Text under study:
-=-=-=-=-
A $1.2 billion surplus for this financial year will be unveiled in Tuesday’s budget, with average surpluses of $2.4 billion over the forward years, Mr Pallas said on Monday.

Along with debt being kept below the level the Labor government inherited from its coalition predecessor, Victoria has a greater capacity for infrastructure investment, Mr Pallas says.

“We’ve increased our level of infrastructure investment from around about $4.9 billion to $10.1 billion in this budget,” Mr Pallas said.

“Imagine how much more we could do if the federal government were interested in partnering with the state of Victoria instead of playing politics?”

A state and federal stoush is looming over a $1.45 billion regional rail revamp announced by Premier Daniel Andrews on Sunday, to upgrade the Gippsland and Warrnambool lines and a new Surf Coast line.

Mr Andrews only told Prime Minister Malcolm Turnbull about the project that day, Public Transport Minister Jacinta Allan spoke to her federal counterpart on Saturday evening, and now the two governments are squabbling over the cash.
-=-=-=-=-
(Stored entries)
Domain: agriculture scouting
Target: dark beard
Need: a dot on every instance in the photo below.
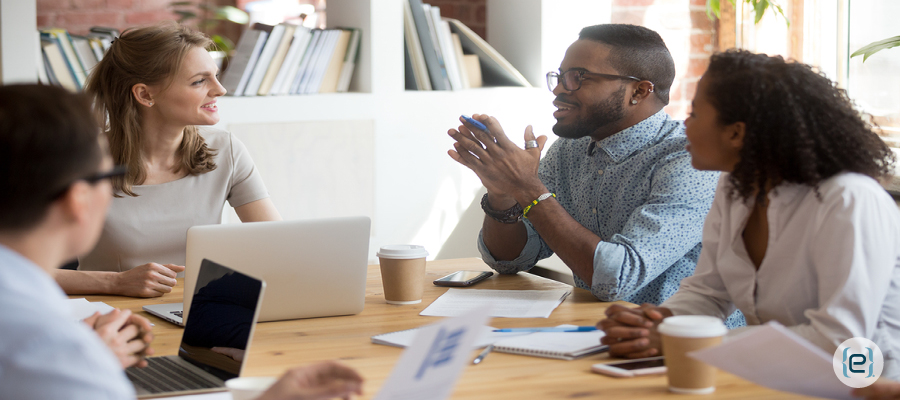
(603, 113)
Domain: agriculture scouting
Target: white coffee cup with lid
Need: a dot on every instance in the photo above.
(403, 273)
(681, 335)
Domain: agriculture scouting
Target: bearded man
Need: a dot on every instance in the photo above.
(615, 197)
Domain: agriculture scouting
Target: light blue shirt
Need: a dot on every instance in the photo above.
(636, 190)
(44, 353)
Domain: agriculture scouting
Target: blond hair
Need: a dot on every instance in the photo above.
(151, 55)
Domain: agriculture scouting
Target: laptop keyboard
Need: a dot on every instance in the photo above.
(163, 375)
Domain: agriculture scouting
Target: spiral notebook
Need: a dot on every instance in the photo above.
(559, 345)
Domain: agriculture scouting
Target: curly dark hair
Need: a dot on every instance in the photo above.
(799, 127)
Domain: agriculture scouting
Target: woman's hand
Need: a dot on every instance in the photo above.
(126, 334)
(148, 280)
(325, 380)
(631, 332)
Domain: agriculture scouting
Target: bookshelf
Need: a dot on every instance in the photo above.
(380, 150)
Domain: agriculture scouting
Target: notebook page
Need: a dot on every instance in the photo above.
(505, 303)
(562, 345)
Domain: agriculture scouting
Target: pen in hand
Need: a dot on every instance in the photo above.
(483, 354)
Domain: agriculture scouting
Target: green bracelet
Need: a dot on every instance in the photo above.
(534, 202)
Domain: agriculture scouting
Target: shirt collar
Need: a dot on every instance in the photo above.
(628, 141)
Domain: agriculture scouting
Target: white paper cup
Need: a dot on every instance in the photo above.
(402, 273)
(684, 334)
(250, 387)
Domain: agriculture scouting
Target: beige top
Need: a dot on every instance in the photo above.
(153, 226)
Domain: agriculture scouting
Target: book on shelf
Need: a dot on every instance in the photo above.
(350, 60)
(277, 60)
(265, 57)
(286, 59)
(58, 70)
(417, 72)
(495, 70)
(334, 66)
(426, 42)
(319, 63)
(303, 69)
(242, 62)
(61, 38)
(291, 65)
(85, 54)
(460, 57)
(440, 52)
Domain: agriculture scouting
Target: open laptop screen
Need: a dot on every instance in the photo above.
(218, 332)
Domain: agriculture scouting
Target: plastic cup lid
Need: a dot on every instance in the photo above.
(693, 326)
(402, 251)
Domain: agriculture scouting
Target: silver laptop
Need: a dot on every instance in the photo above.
(315, 268)
(215, 342)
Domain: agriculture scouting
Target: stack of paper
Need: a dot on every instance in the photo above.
(81, 308)
(505, 303)
(772, 356)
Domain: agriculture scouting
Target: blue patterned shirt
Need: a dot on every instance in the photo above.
(636, 190)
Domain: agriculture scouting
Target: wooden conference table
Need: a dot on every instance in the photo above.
(278, 346)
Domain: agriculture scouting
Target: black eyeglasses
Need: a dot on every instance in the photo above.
(571, 79)
(117, 171)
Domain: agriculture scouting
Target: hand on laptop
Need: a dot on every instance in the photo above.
(882, 389)
(325, 380)
(148, 280)
(126, 334)
(631, 332)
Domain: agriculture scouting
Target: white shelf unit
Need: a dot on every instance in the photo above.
(381, 151)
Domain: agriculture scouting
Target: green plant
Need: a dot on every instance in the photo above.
(208, 16)
(874, 47)
(714, 8)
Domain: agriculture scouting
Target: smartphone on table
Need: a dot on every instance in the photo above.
(632, 368)
(463, 278)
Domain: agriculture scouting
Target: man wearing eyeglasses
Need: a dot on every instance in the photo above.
(615, 197)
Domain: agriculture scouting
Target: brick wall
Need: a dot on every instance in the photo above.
(689, 34)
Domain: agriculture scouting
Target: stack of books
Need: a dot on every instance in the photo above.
(69, 59)
(287, 59)
(444, 54)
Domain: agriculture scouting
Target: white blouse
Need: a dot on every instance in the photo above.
(830, 271)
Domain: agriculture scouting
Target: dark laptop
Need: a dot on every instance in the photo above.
(216, 337)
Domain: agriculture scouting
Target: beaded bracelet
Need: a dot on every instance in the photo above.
(509, 216)
(534, 202)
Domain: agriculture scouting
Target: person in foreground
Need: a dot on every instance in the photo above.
(156, 85)
(800, 231)
(54, 174)
(628, 207)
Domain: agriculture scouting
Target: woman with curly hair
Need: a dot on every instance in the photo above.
(800, 231)
(154, 88)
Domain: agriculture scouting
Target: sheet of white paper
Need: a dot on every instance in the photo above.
(506, 303)
(205, 396)
(405, 338)
(82, 309)
(430, 367)
(772, 356)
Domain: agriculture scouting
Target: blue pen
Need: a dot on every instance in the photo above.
(474, 123)
(550, 329)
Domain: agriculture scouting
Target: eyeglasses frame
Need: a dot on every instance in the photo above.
(114, 172)
(583, 72)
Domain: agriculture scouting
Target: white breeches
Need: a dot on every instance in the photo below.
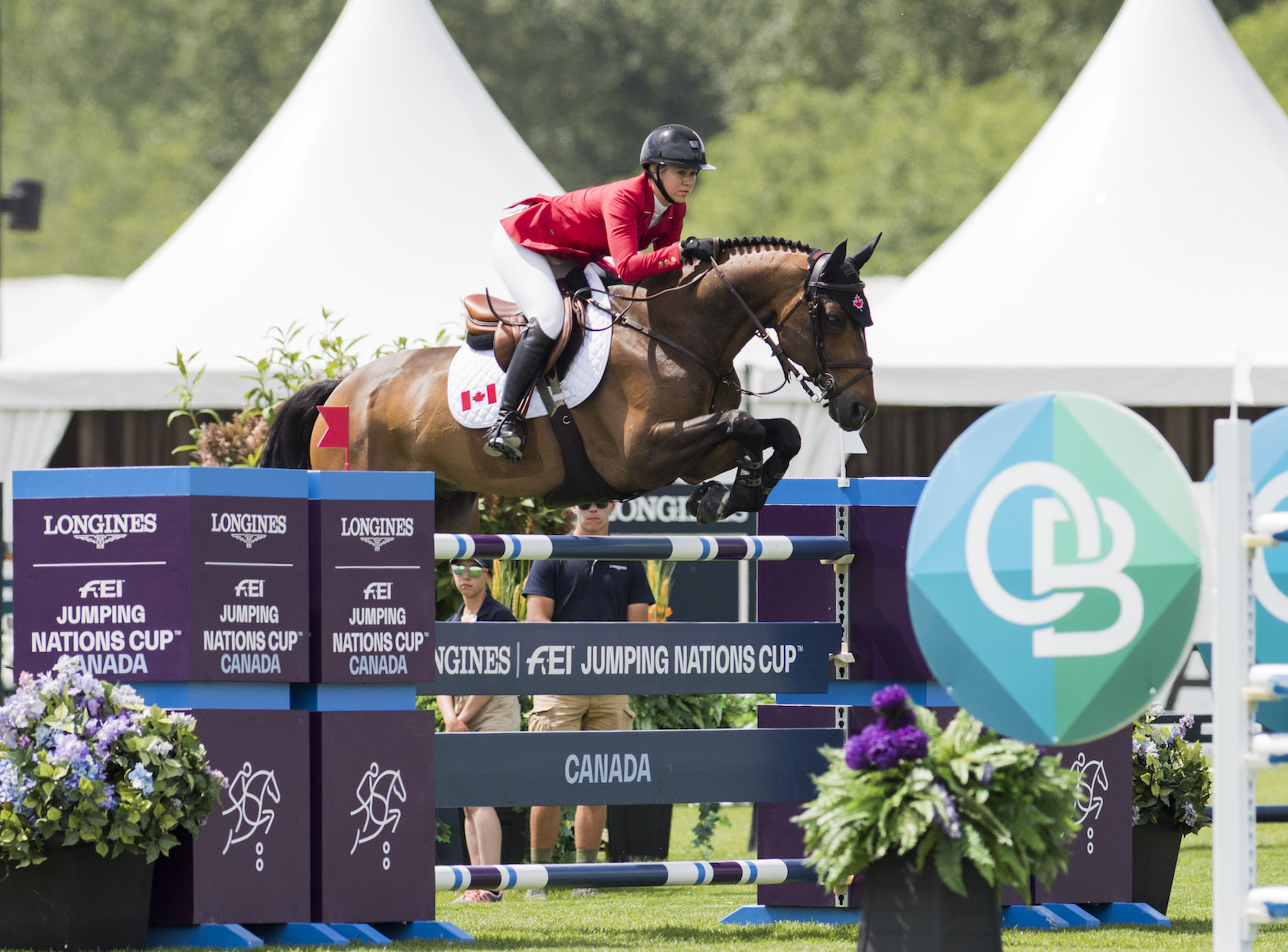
(531, 280)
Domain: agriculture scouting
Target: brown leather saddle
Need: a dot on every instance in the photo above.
(491, 322)
(496, 324)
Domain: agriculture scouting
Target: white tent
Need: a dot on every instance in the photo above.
(1132, 250)
(372, 194)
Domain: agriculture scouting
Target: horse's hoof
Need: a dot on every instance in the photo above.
(694, 505)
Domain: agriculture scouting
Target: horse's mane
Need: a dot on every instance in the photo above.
(765, 240)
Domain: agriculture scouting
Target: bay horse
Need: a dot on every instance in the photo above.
(666, 407)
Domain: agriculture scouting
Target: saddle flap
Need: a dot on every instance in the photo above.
(504, 322)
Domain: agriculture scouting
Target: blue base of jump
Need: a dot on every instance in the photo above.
(1076, 916)
(361, 931)
(300, 935)
(768, 915)
(1128, 914)
(444, 931)
(206, 935)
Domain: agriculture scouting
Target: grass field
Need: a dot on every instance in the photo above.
(688, 917)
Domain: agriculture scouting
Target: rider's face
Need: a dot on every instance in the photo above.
(676, 182)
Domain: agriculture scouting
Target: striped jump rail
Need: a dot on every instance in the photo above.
(574, 875)
(640, 547)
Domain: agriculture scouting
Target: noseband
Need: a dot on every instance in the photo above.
(812, 295)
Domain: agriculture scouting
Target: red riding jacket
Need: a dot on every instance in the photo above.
(590, 223)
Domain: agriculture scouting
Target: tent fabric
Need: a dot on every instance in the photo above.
(27, 440)
(1135, 248)
(31, 309)
(374, 194)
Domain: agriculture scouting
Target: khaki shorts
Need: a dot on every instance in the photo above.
(580, 712)
(498, 714)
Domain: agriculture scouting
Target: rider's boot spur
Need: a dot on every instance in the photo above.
(510, 431)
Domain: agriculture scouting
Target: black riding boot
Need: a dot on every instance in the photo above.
(510, 429)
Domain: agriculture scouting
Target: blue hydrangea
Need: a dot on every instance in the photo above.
(140, 778)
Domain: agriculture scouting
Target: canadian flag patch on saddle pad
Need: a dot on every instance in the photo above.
(475, 379)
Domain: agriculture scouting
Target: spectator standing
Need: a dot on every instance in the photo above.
(479, 712)
(581, 590)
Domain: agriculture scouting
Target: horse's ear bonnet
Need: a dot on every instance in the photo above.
(839, 270)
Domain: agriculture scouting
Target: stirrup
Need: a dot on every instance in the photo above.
(506, 437)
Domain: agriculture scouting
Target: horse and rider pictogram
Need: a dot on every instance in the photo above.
(376, 791)
(249, 793)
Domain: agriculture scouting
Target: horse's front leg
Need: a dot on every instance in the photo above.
(709, 445)
(785, 440)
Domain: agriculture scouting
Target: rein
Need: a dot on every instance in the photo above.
(810, 295)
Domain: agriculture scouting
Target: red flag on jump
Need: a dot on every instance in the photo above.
(336, 435)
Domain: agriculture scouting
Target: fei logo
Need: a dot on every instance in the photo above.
(1055, 586)
(1054, 567)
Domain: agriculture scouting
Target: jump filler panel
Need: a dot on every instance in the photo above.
(372, 578)
(163, 574)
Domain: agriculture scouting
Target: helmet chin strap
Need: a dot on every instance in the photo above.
(656, 178)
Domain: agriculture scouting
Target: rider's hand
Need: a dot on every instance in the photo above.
(697, 249)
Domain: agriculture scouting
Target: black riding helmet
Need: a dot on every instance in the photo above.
(673, 144)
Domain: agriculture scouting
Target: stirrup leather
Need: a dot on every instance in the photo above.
(506, 437)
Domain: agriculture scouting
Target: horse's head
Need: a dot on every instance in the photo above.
(831, 345)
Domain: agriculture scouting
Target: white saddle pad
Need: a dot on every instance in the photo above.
(475, 380)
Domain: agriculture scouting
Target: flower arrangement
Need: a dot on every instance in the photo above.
(1171, 778)
(905, 786)
(83, 760)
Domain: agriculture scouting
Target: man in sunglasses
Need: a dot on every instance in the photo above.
(479, 712)
(582, 590)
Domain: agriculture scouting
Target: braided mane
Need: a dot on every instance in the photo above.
(768, 240)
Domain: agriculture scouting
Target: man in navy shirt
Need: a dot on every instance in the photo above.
(581, 590)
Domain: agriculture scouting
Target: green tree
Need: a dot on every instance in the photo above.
(820, 167)
(1263, 39)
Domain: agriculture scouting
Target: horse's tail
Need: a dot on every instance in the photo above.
(287, 445)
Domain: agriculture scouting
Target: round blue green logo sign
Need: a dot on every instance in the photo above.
(1054, 567)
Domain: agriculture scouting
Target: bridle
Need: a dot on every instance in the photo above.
(812, 293)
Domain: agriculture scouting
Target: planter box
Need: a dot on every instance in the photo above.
(909, 911)
(639, 832)
(371, 588)
(76, 900)
(163, 574)
(1155, 850)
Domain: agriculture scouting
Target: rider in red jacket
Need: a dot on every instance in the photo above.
(549, 236)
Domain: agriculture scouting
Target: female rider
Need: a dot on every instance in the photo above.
(550, 236)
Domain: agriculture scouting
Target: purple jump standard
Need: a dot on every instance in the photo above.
(163, 574)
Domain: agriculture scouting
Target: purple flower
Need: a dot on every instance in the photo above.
(882, 750)
(857, 751)
(894, 706)
(911, 743)
(68, 749)
(140, 778)
(111, 731)
(947, 813)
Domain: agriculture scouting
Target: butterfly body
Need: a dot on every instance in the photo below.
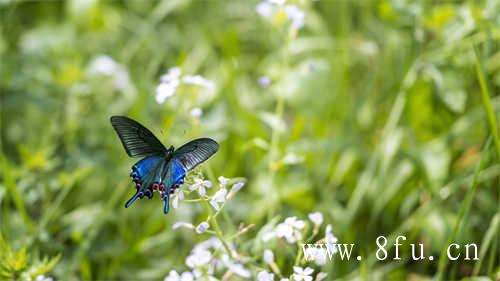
(162, 170)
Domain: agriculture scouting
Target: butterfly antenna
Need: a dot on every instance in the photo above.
(131, 200)
(165, 208)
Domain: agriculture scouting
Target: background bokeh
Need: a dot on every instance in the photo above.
(371, 113)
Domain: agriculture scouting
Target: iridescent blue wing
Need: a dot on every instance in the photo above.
(156, 174)
(173, 177)
(144, 173)
(195, 152)
(136, 139)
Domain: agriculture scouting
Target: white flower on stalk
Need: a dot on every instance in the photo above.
(211, 243)
(199, 81)
(265, 276)
(236, 187)
(223, 181)
(268, 256)
(329, 237)
(265, 9)
(219, 197)
(174, 276)
(200, 185)
(198, 258)
(238, 269)
(316, 218)
(173, 74)
(317, 254)
(202, 227)
(182, 224)
(290, 229)
(264, 81)
(107, 66)
(103, 65)
(178, 195)
(196, 112)
(300, 273)
(166, 90)
(169, 83)
(42, 277)
(321, 276)
(295, 15)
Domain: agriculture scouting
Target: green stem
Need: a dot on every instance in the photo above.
(218, 231)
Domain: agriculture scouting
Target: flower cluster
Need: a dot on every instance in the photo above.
(218, 255)
(170, 81)
(272, 8)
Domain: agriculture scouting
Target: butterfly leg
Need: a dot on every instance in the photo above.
(138, 194)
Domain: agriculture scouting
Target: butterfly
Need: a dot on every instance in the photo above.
(161, 169)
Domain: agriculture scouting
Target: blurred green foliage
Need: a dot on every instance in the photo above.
(374, 116)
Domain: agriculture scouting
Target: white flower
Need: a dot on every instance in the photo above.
(317, 254)
(316, 218)
(107, 66)
(200, 185)
(219, 197)
(238, 269)
(302, 274)
(202, 227)
(173, 74)
(265, 276)
(174, 276)
(104, 65)
(277, 2)
(165, 90)
(182, 224)
(212, 242)
(169, 83)
(199, 81)
(178, 195)
(236, 187)
(264, 81)
(329, 237)
(268, 256)
(290, 229)
(196, 112)
(42, 277)
(321, 276)
(264, 9)
(295, 15)
(198, 258)
(223, 181)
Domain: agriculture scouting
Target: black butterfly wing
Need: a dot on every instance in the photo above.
(136, 139)
(195, 152)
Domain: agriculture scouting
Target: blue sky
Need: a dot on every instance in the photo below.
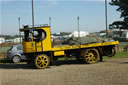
(63, 13)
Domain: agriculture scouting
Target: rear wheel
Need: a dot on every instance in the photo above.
(91, 56)
(42, 61)
(16, 59)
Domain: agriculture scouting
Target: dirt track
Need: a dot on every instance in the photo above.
(109, 72)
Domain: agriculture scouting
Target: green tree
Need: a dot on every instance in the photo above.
(123, 8)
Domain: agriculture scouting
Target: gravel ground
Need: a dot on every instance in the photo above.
(109, 72)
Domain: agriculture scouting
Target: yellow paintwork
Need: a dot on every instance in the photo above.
(42, 61)
(28, 46)
(45, 45)
(68, 47)
(58, 53)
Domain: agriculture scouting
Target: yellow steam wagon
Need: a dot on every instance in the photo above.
(38, 48)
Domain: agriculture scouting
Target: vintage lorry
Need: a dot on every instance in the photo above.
(38, 48)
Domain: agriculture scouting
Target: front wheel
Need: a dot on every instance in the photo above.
(41, 61)
(91, 56)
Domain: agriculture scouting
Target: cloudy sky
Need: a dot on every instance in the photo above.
(63, 13)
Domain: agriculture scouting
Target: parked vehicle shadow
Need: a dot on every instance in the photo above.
(67, 62)
(15, 66)
(27, 66)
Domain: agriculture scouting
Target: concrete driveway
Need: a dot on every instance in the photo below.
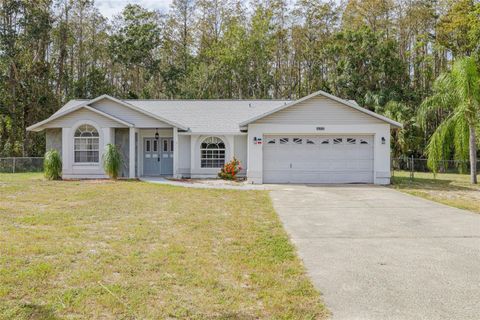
(376, 253)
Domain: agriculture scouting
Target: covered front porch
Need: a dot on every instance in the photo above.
(148, 151)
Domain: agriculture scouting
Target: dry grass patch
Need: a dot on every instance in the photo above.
(448, 188)
(127, 249)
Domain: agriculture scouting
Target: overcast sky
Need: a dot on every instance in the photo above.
(109, 8)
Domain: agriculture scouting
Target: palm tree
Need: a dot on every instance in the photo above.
(456, 94)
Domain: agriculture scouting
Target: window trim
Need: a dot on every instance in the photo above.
(224, 149)
(75, 138)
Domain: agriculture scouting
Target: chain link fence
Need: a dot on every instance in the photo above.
(413, 165)
(21, 164)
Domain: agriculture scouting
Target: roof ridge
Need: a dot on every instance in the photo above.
(208, 100)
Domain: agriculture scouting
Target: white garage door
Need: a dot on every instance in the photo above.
(318, 159)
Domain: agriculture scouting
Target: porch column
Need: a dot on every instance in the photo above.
(175, 153)
(131, 153)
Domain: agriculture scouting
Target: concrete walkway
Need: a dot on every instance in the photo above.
(205, 184)
(376, 253)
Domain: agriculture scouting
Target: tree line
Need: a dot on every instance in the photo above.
(385, 54)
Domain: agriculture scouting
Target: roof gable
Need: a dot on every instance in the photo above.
(44, 124)
(133, 107)
(326, 95)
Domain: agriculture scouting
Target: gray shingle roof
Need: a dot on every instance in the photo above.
(202, 116)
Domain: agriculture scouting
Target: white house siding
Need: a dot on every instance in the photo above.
(122, 143)
(137, 118)
(319, 111)
(53, 139)
(240, 152)
(184, 158)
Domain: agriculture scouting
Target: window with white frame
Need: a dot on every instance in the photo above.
(212, 152)
(85, 143)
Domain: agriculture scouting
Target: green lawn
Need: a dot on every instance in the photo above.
(451, 189)
(128, 249)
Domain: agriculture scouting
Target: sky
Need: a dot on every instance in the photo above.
-=-=-=-=-
Task 1: According to the budget report, what level has Victoria's infrastructure investment reached in this budget?
Task 2: Does each statement agree with the budget report? (a) The surplus for this financial year is $2.4 billion. (b) Premier Daniel Andrews announced the regional rail revamp on Sunday. (c) Jacinta Allan spoke to her federal counterpart on Sunday. Answer yes or no for each, quoting the deciding words.
Task 3: Continue the budget report from where it stops.
The entries have no role in any of this work.

Answer 1: $10.1 billion, up from around $4.9 billion.

Answer 2:
(a) No: "A $1.2 billion surplus for this financial year"
(b) Yes: "announced by Premier Daniel Andrews on Sunday"
(c) No: "spoke to her federal counterpart on Saturday evening"

Answer 3:
The money is owed under the asset recycling scheme after Victoria sold the Port of Melbourne lease for $9.7 billion.

The $1.45 billion is included in Tuesday’s budget but the projects will not go ahead without the commonwealth funds, Mr Pallas said.

Before the election, the government promised no new taxes but it now says it will not increase taxes to fund election promises.

Two tax changes, for investment properties and new cars, were announced on Saturday and together are set to bring in $120 million a year.

The money will be used to “improve services and improve our offering around capital investment”, which Mr Pallas conceded were election promises.

“But everything we are doing now is far and away in excess of anything we offered at the last election,” Mr Pallas said.

Tackling family violence will be a key part of Tuesday’s budget and new schools are also expected to be funded.

Earlier on Monday, $26.5 million was committed to boosting the improvement in ambulance response times.

Shadow Treasurer Michael O’Brien criticised Labor for smaller surpluses than what was left to them and wasting money on infrastructure business cases.

“Victorians are seeing talk, they’re seeing higher taxes and charges, they’re not actually seeing the work being done that makes their life better,” he told reporters.